▸ SET PROBLEM: Reproduce the stretch from the start of the rows through the line that contains "x=488, y=315", substituting "Output" for every "Results" and changing nothing else. Leave the pictures out of the answer.

▸ RECORDS SUPPLIED:
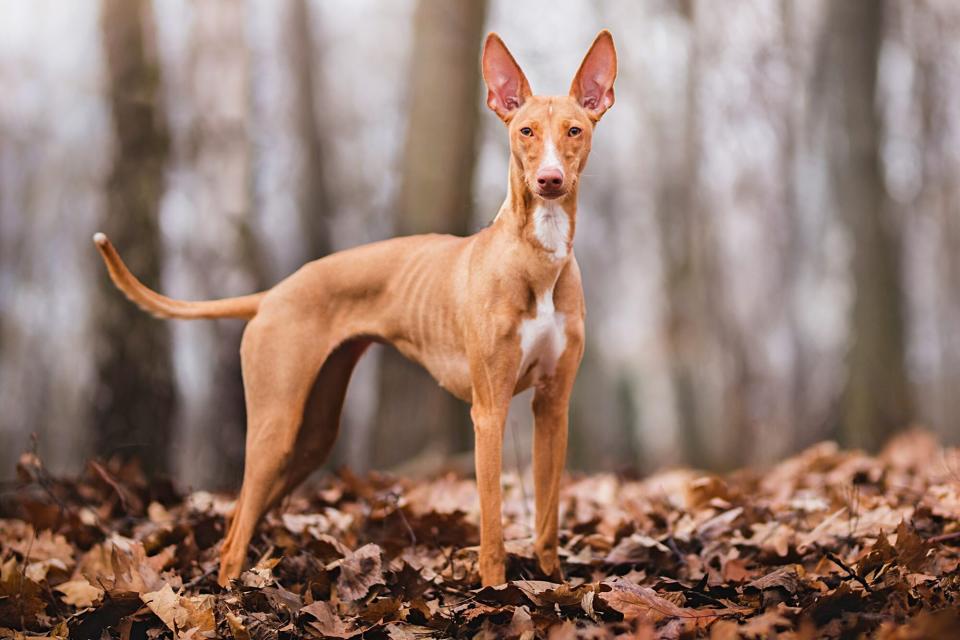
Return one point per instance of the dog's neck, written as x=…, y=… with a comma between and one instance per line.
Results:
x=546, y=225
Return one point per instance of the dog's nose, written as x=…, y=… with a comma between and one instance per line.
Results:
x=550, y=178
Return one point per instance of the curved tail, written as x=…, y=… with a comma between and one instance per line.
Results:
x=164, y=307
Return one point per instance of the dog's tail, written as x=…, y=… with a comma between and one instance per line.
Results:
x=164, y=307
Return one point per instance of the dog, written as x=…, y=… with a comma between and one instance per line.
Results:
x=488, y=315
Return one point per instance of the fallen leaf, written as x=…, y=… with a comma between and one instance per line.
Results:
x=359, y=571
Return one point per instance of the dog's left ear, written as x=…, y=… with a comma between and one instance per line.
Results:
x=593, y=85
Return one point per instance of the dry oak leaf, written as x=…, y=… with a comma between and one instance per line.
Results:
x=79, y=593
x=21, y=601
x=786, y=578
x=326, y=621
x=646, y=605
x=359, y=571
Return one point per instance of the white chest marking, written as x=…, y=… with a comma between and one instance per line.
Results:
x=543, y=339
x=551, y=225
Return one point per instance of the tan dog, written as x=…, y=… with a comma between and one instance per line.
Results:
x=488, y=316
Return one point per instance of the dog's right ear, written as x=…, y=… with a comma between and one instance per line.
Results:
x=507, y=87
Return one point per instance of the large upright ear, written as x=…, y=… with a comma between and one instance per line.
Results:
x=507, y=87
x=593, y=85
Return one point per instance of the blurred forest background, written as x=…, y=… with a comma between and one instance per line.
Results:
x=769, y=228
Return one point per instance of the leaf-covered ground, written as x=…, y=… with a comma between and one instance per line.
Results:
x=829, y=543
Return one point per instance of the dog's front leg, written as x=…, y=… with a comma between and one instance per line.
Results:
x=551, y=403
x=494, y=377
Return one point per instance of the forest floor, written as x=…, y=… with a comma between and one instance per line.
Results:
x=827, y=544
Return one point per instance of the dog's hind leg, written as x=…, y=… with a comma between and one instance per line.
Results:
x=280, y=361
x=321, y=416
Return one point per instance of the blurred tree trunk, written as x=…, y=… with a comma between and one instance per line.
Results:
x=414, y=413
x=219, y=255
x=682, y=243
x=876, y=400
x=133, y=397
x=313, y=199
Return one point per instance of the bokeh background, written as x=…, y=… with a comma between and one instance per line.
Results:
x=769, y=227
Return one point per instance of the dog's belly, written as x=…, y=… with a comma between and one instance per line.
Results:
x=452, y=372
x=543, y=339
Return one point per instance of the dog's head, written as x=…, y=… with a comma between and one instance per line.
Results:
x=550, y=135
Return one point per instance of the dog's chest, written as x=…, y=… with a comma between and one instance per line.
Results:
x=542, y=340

▸ RESPONSE BELOW:
Return one point per instance of the dog's neck, written as x=…, y=… with a comma between and one instance per line.
Output:
x=546, y=225
Return one point per instance of the dog's nose, written as x=…, y=… with a comma between and one instance per line.
Output:
x=550, y=178
Return one point per instance of the curved tail, written as x=…, y=… with a comma between and one instance per line.
Output:
x=164, y=307
Return one point per instance of the dog's tail, written as x=…, y=… with a comma between and one instance per line.
Output:
x=164, y=307
Return one point per instance of the dog, written as x=…, y=… with a comma between and one instance per line.
Output:
x=488, y=315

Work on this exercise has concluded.